In the forum post on the timing belt change below, what part turned out to be causing the grinding noise?

START Passage shown

# Engine TDC / Timing Belt Change



## EnduringCactus (Dec 20, 2009)

Hi All,
I went to the dealer and shop to figure out what was causing a horrible grinding noise in my motor. They said it was probably the "cam adjusters" and said $1,700, maybe more. Additionally, the thermostat is stuck open, there is a leak coming from somehwere in the front of the motor, and the power steering is leaking. They asked for another $1,300 to fix that. Car has 187K miles and is 2000 model.
So I decided to try the work myself figuring that I it all away if I screw-up.
So far so good.

1.The seal on the water pump was leaking and I replaced the water pump. $95.
2. Replaced thermostat. $25.
3. Timing belt 'passive' pulley destroyed, was causing the noise. Tensioner piston not working. Ordered kit $200.
When I removed the timing belt I lined up the TDC marker on the crankshaft pulley with the mark on the housing. In this position, the two camshaft sprockets have a set of holes that should be in-line with each other (horizontal) and the two larger holes face inward toward each toher. I noticed these were about 5 degrees counter clockwise from each other--not on a horizontal line. I figure this does not matter much as the motor ran fine before.
However after I removed the timing belt the left cam sprocket made a pop and moved about 30 degrees off of where it was. I figure I can just rotate it back to where it was when I install the timing belt.

END Passage shown
START Listed entries

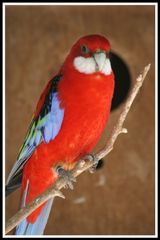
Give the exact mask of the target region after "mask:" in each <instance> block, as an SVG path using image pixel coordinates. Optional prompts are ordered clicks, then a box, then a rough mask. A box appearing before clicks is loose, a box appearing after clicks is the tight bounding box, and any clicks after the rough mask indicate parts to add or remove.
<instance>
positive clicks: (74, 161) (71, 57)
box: [5, 34, 114, 235]
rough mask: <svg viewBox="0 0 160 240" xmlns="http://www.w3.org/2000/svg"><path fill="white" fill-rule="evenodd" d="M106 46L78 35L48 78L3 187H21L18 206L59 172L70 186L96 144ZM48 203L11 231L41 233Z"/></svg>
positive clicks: (15, 231)
mask: <svg viewBox="0 0 160 240" xmlns="http://www.w3.org/2000/svg"><path fill="white" fill-rule="evenodd" d="M110 51H111V45H110V42H109V40H108V39H107V38H106V37H105V36H102V35H99V34H90V35H86V36H83V37H81V38H80V39H78V40H77V41H76V42H75V43H74V44H73V46H72V47H71V50H70V52H69V53H68V55H67V56H66V59H65V60H64V62H63V64H62V65H61V67H60V69H59V70H58V71H57V73H56V74H55V75H54V76H53V77H52V79H51V80H50V81H49V82H48V83H47V85H46V87H45V89H44V91H43V92H42V94H41V96H40V98H39V101H38V103H37V106H36V108H35V111H34V113H33V116H32V119H31V122H30V125H29V128H28V131H27V134H26V136H25V138H24V142H23V145H22V146H21V148H20V150H19V153H18V157H17V160H16V161H15V164H14V165H13V167H12V169H11V171H10V174H9V176H8V179H7V182H6V186H5V189H6V195H8V194H10V193H11V192H13V191H14V190H16V189H17V188H19V187H21V192H20V201H21V208H23V207H25V206H26V205H27V204H28V203H29V202H30V201H32V200H34V199H35V198H36V197H37V196H39V195H40V194H41V193H42V192H44V191H45V190H46V189H47V188H48V187H50V186H51V185H52V184H54V183H55V182H56V181H57V179H58V178H59V177H64V178H65V179H68V186H70V183H71V182H72V181H74V180H75V179H73V177H71V176H70V171H71V170H72V169H73V168H74V166H75V164H76V163H78V161H79V160H80V158H82V157H83V156H84V155H86V154H90V152H91V151H92V150H93V148H94V147H95V146H96V144H97V143H98V140H99V139H100V137H101V134H102V132H103V130H104V128H105V126H106V124H107V121H108V118H109V115H110V108H111V103H112V97H113V93H114V73H113V70H112V67H111V61H110ZM92 160H93V161H94V159H92ZM95 163H96V161H95ZM52 203H53V198H51V199H49V200H48V201H46V202H45V203H43V204H42V205H41V206H39V207H38V208H37V209H36V210H34V211H33V212H32V213H31V214H30V215H29V216H28V217H26V218H25V219H24V220H22V221H21V222H20V223H19V224H18V226H17V227H16V231H15V234H16V235H43V234H44V230H45V227H46V224H47V221H48V217H49V213H50V211H51V207H52Z"/></svg>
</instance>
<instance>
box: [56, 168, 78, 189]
mask: <svg viewBox="0 0 160 240" xmlns="http://www.w3.org/2000/svg"><path fill="white" fill-rule="evenodd" d="M56 172H57V174H58V177H61V178H62V179H64V181H65V185H64V188H70V189H72V190H73V182H76V178H75V177H73V176H72V174H71V172H70V171H68V170H65V169H64V168H62V167H61V166H58V167H57V168H56Z"/></svg>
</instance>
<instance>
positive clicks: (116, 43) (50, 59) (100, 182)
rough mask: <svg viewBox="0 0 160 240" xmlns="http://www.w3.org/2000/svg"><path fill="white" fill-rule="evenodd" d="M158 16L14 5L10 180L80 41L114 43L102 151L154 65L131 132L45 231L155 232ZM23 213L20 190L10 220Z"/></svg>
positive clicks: (135, 110)
mask: <svg viewBox="0 0 160 240" xmlns="http://www.w3.org/2000/svg"><path fill="white" fill-rule="evenodd" d="M154 18H155V10H154V6H116V5H113V6H7V7H6V177H7V176H8V173H9V171H10V170H11V167H12V166H13V164H14V162H15V160H16V157H17V154H18V150H19V148H20V146H21V144H22V142H23V140H24V136H25V134H26V131H27V128H28V126H29V122H30V120H31V117H32V113H33V111H34V108H35V105H36V103H37V101H38V98H39V96H40V93H41V92H42V90H43V88H44V86H45V85H46V83H47V82H48V81H49V80H50V78H51V77H52V76H53V75H54V74H55V73H56V72H57V71H58V69H59V68H60V66H61V64H62V63H63V61H64V59H65V57H66V55H67V53H68V51H69V50H70V48H71V46H72V45H73V43H74V42H75V41H76V40H77V39H78V38H80V37H81V36H83V35H88V34H92V33H97V34H102V35H104V36H106V37H107V38H108V39H109V40H110V42H111V45H112V51H113V54H112V56H111V57H112V66H113V69H114V70H115V75H116V86H118V84H119V87H118V88H117V87H116V93H115V97H114V103H113V105H112V109H113V110H112V112H111V115H110V120H109V123H108V125H107V127H106V129H105V131H104V133H103V135H102V138H101V141H100V142H99V144H98V146H97V147H96V149H95V151H96V150H98V149H99V148H100V147H102V146H103V145H104V143H105V141H106V139H107V138H108V136H109V135H110V132H111V130H112V128H113V126H114V124H115V123H116V120H117V118H118V116H119V114H120V112H121V109H122V105H123V100H125V98H126V97H127V94H128V91H129V89H130V87H131V86H132V85H133V84H134V82H135V79H136V77H137V76H138V75H139V73H140V72H141V71H142V70H143V68H144V66H145V65H146V64H148V63H151V70H150V71H149V73H148V75H147V78H146V80H145V83H144V85H143V88H142V89H141V90H140V93H139V94H138V96H137V97H136V100H135V101H134V104H133V106H132V108H131V111H130V112H129V115H128V116H127V119H126V121H125V124H124V127H126V128H127V129H128V134H126V135H120V136H119V137H118V139H117V141H116V144H115V145H114V150H113V151H112V152H111V153H110V154H109V155H108V156H107V157H106V158H105V159H104V160H103V162H102V163H103V164H101V166H100V167H99V168H98V170H97V171H96V173H95V174H90V173H88V172H86V173H84V174H82V175H81V176H79V177H78V178H77V183H76V184H75V188H74V191H71V190H63V193H64V194H65V196H66V199H65V200H63V199H60V198H56V199H55V201H54V204H53V208H52V212H51V214H50V218H49V221H48V224H47V227H46V230H45V234H48V235H56V234H57V235H72V234H78V235H82V234H87V235H88V234H89V235H90V234H104V235H126V234H131V235H137V234H147V235H148V234H154V229H155V222H154V217H155V216H154V211H155V206H154V201H155V199H154V193H155V192H154V159H155V155H154V144H155V143H154V131H155V130H154V127H155V126H154V121H155V119H154V108H155V106H154V99H155V76H154V68H155V65H154V47H155V46H154V42H155V32H154V24H155V23H154ZM122 95H123V97H121V96H122ZM18 208H19V190H18V191H16V192H15V193H13V194H12V195H10V196H9V197H8V198H7V199H6V219H9V218H10V217H11V216H13V215H14V214H15V213H16V212H17V210H18ZM10 234H12V232H10Z"/></svg>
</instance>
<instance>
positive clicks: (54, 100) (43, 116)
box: [6, 75, 64, 193]
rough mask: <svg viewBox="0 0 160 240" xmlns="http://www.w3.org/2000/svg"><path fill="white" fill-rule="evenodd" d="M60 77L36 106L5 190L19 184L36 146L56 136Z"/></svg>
mask: <svg viewBox="0 0 160 240" xmlns="http://www.w3.org/2000/svg"><path fill="white" fill-rule="evenodd" d="M61 78H62V76H60V75H57V76H55V77H54V78H53V79H51V81H50V82H49V83H48V85H47V87H46V88H45V90H44V92H43V93H42V95H41V97H40V99H39V102H38V104H37V108H36V111H35V113H34V115H33V118H32V121H31V123H30V126H29V129H28V132H27V134H26V137H25V140H24V143H23V145H22V147H21V149H20V151H19V154H18V158H17V161H16V162H15V164H14V166H13V168H12V170H11V172H10V174H9V176H8V179H7V184H6V190H8V193H10V192H12V191H13V190H14V189H13V188H15V189H16V188H18V187H19V186H20V184H21V178H22V168H23V166H24V164H25V163H26V161H27V160H28V159H29V158H30V157H31V155H32V154H33V152H34V150H35V149H36V148H37V146H38V145H39V144H40V143H41V142H42V141H43V142H45V143H49V142H50V141H51V140H53V139H54V138H55V137H56V135H57V134H58V132H59V130H60V128H61V125H62V121H63V116H64V109H62V108H61V107H60V100H59V99H58V91H57V83H58V82H59V81H60V79H61Z"/></svg>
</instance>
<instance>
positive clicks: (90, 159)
mask: <svg viewBox="0 0 160 240" xmlns="http://www.w3.org/2000/svg"><path fill="white" fill-rule="evenodd" d="M85 157H86V158H87V159H88V160H89V161H92V162H93V166H92V167H90V168H89V172H90V173H94V172H95V171H96V168H97V166H98V163H99V159H98V158H97V157H96V156H95V155H93V154H87V155H86V156H85Z"/></svg>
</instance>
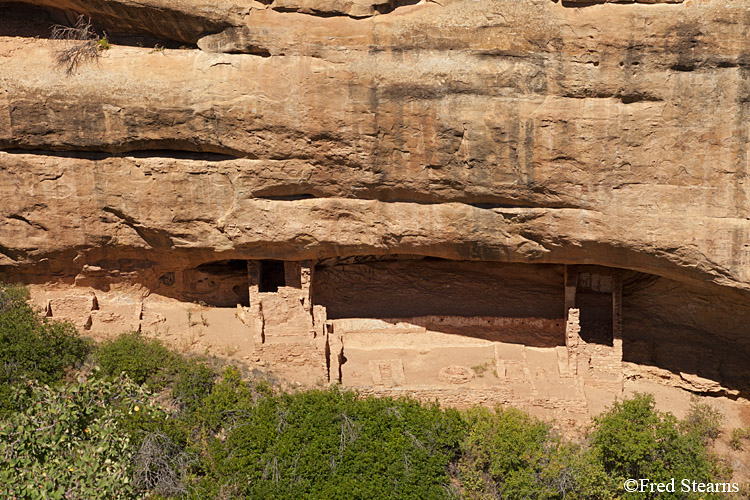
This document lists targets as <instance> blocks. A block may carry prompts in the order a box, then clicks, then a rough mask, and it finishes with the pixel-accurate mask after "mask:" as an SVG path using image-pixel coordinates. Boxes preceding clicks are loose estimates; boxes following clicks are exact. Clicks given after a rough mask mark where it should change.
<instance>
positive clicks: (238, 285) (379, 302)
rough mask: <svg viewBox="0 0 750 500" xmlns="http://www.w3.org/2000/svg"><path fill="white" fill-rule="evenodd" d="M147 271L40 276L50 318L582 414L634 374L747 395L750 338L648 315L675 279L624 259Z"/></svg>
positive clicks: (384, 390) (259, 363) (457, 405)
mask: <svg viewBox="0 0 750 500" xmlns="http://www.w3.org/2000/svg"><path fill="white" fill-rule="evenodd" d="M88 272H89V275H90V274H91V273H92V272H91V268H89V270H88ZM93 274H96V272H95V271H94V273H93ZM135 276H137V274H136V275H135ZM151 280H152V281H151V285H150V286H151V289H148V288H147V287H146V286H145V285H146V283H142V284H141V285H138V286H136V287H135V288H133V287H132V286H125V287H123V286H121V285H122V284H121V285H120V286H117V285H114V286H112V284H111V283H108V282H107V280H106V279H105V280H102V279H101V278H98V279H97V278H92V277H91V276H89V277H86V276H84V275H79V276H77V277H76V284H77V287H75V289H77V290H79V291H78V292H75V291H72V292H71V289H70V288H69V287H67V286H65V285H61V286H60V287H57V288H56V287H54V286H53V287H50V286H48V285H31V287H32V291H33V292H34V293H33V297H34V300H36V301H37V303H38V304H39V305H40V307H42V308H43V309H44V311H45V312H46V314H47V315H48V316H51V317H54V318H58V319H69V320H72V321H74V322H76V323H77V324H78V325H79V326H80V327H81V328H83V329H85V330H86V331H88V332H90V333H91V334H94V335H95V336H104V337H106V336H109V335H112V334H113V333H114V332H119V331H122V330H127V329H131V330H133V329H134V330H143V331H152V332H156V333H157V335H161V336H164V337H165V338H167V339H170V329H172V330H173V331H182V330H187V331H188V332H191V333H190V337H189V343H190V345H189V346H187V347H189V348H191V349H193V350H199V351H200V350H201V349H202V350H205V352H214V353H218V354H222V355H229V356H233V357H242V358H244V359H246V360H247V361H248V362H251V363H254V364H256V365H258V366H262V367H265V368H267V369H270V370H271V371H272V372H273V373H275V374H277V375H279V376H282V377H284V378H285V379H287V380H289V381H295V382H299V383H302V384H304V385H315V384H325V385H327V384H331V383H338V384H341V385H342V386H344V387H349V388H355V389H357V390H359V391H360V392H362V393H365V394H367V393H371V394H390V395H407V394H408V395H412V396H416V397H420V398H422V399H425V400H432V399H435V398H437V399H438V400H439V401H441V402H442V403H444V404H451V405H457V406H466V405H470V404H477V403H479V404H490V405H492V404H512V405H516V406H521V407H525V408H530V409H534V408H536V409H540V408H541V409H543V410H544V411H547V412H553V413H558V414H563V415H570V414H573V415H578V416H579V417H583V416H586V415H588V414H590V413H594V412H596V411H600V410H601V408H602V407H603V406H604V404H605V403H607V402H610V401H612V400H613V398H615V397H617V396H618V395H621V394H622V393H623V388H624V382H625V380H626V379H627V378H630V379H639V378H641V377H646V378H648V377H649V376H656V377H658V378H661V379H662V381H665V382H667V383H668V384H671V385H676V386H678V387H682V388H685V389H688V390H691V391H693V392H698V393H706V394H716V395H729V396H732V397H737V396H739V395H744V394H747V392H746V391H747V387H746V386H744V385H742V383H743V381H746V380H747V378H746V375H747V371H748V366H747V364H746V363H745V361H744V360H745V359H747V358H746V356H747V350H744V349H743V348H742V347H741V346H740V345H734V346H730V345H726V344H723V343H722V342H720V341H718V340H717V339H714V340H713V341H711V342H710V344H711V345H708V344H707V343H706V342H697V343H696V342H695V339H694V338H691V337H690V336H689V334H686V333H685V332H683V331H681V330H680V328H676V327H675V326H673V325H672V326H670V325H669V321H675V320H676V318H674V317H673V318H670V319H669V321H664V322H662V323H661V324H662V326H661V329H660V330H655V329H650V328H649V327H648V326H647V325H643V324H642V323H643V321H642V319H643V318H644V317H645V316H649V315H650V314H651V309H650V307H652V306H653V304H654V302H653V300H654V298H655V297H657V298H658V297H659V296H660V294H663V293H669V292H665V291H667V290H670V288H671V289H674V288H673V287H674V283H670V280H667V279H664V278H659V277H657V276H655V275H650V274H645V273H640V272H636V271H630V270H626V269H617V268H609V267H603V266H596V265H562V264H520V263H497V262H473V261H455V260H447V259H439V258H429V257H421V256H416V255H390V256H356V257H348V258H327V259H322V260H319V261H317V262H316V261H312V260H305V261H282V260H272V259H265V260H243V259H229V260H218V261H210V262H206V263H203V264H200V265H197V266H195V267H191V268H188V269H182V270H179V269H177V270H172V271H168V272H165V273H163V274H161V275H160V276H158V277H155V276H154V277H152V278H151ZM136 281H137V279H136ZM144 281H148V280H144ZM75 289H74V290H75ZM85 289H88V290H90V291H84V290H85ZM667 302H668V301H667ZM647 304H651V305H648V306H646V305H647ZM656 305H657V306H659V303H658V302H657V303H656ZM662 319H663V318H662ZM643 326H646V328H645V329H643V330H642V329H641V327H643ZM655 332H656V333H655ZM173 337H174V338H173V340H176V339H177V338H178V336H177V335H173ZM180 338H181V339H182V340H183V341H184V336H182V337H180ZM222 342H224V345H222V344H221V343H222ZM693 346H694V347H693ZM732 351H734V353H733V354H732ZM724 374H731V376H730V377H726V376H725V375H724Z"/></svg>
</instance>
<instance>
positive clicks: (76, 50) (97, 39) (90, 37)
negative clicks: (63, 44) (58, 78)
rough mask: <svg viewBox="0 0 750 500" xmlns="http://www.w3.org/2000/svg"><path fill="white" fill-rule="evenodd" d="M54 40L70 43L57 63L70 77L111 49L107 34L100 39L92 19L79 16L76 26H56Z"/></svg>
mask: <svg viewBox="0 0 750 500" xmlns="http://www.w3.org/2000/svg"><path fill="white" fill-rule="evenodd" d="M52 38H53V39H55V40H68V41H69V42H70V45H69V46H68V47H67V48H65V49H62V50H59V51H58V52H57V54H56V56H57V63H58V64H59V65H60V66H62V67H63V68H65V72H66V73H67V74H68V75H72V74H73V73H75V72H76V70H77V69H78V67H79V66H80V65H81V64H83V63H85V62H87V61H91V60H97V59H98V58H99V57H100V56H101V52H102V51H104V50H108V49H109V48H110V44H109V41H108V40H107V37H106V34H105V35H104V36H102V37H100V36H99V35H98V34H97V33H96V30H95V29H94V27H93V25H92V24H91V19H89V18H87V17H85V16H83V15H81V16H78V19H77V20H76V23H75V25H74V26H62V25H59V24H57V25H54V26H53V27H52Z"/></svg>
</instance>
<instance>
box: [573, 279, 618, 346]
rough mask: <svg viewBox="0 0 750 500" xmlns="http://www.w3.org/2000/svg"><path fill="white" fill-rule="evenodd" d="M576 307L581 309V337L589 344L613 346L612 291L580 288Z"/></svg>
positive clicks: (613, 336) (576, 301) (580, 320)
mask: <svg viewBox="0 0 750 500" xmlns="http://www.w3.org/2000/svg"><path fill="white" fill-rule="evenodd" d="M576 307H577V308H578V309H579V310H580V311H581V320H580V321H581V333H580V335H581V339H583V341H584V342H586V343H589V344H600V345H607V346H612V345H613V337H614V333H613V331H612V320H613V318H612V293H611V292H609V293H602V292H594V291H581V290H579V291H578V293H576Z"/></svg>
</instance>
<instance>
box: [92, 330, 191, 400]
mask: <svg viewBox="0 0 750 500" xmlns="http://www.w3.org/2000/svg"><path fill="white" fill-rule="evenodd" d="M98 360H99V365H100V366H101V368H102V373H103V374H105V375H112V376H119V375H120V373H123V372H124V373H126V374H127V375H128V377H130V379H131V380H132V381H133V382H135V383H136V384H144V383H145V384H146V385H148V387H149V388H150V389H152V390H155V391H158V390H161V389H164V388H165V387H167V386H168V385H170V384H171V383H172V382H174V380H175V379H176V378H177V376H178V373H179V372H180V368H181V367H182V366H183V364H184V361H183V359H182V358H181V357H180V356H179V355H178V354H177V353H175V352H173V351H171V350H169V349H168V348H167V347H166V346H165V345H164V344H162V343H161V342H160V341H159V340H158V339H151V338H148V337H145V336H143V335H142V334H141V333H140V332H129V333H122V334H120V335H118V336H117V337H116V338H115V339H113V340H108V341H106V342H104V343H103V344H102V345H101V346H100V348H99V352H98Z"/></svg>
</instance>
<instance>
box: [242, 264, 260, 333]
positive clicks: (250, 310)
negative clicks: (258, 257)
mask: <svg viewBox="0 0 750 500" xmlns="http://www.w3.org/2000/svg"><path fill="white" fill-rule="evenodd" d="M247 286H248V292H249V293H248V296H249V307H242V306H241V305H240V304H237V316H238V317H239V318H240V320H241V321H242V322H243V323H245V324H246V325H247V326H248V327H250V332H251V335H252V336H253V340H254V341H255V344H256V345H258V344H263V343H265V341H266V337H265V321H264V319H263V305H262V304H261V302H260V262H259V261H257V260H248V261H247Z"/></svg>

END Listed entries

## Task solution
The timing belt's "passive" pulley, which was destroyed.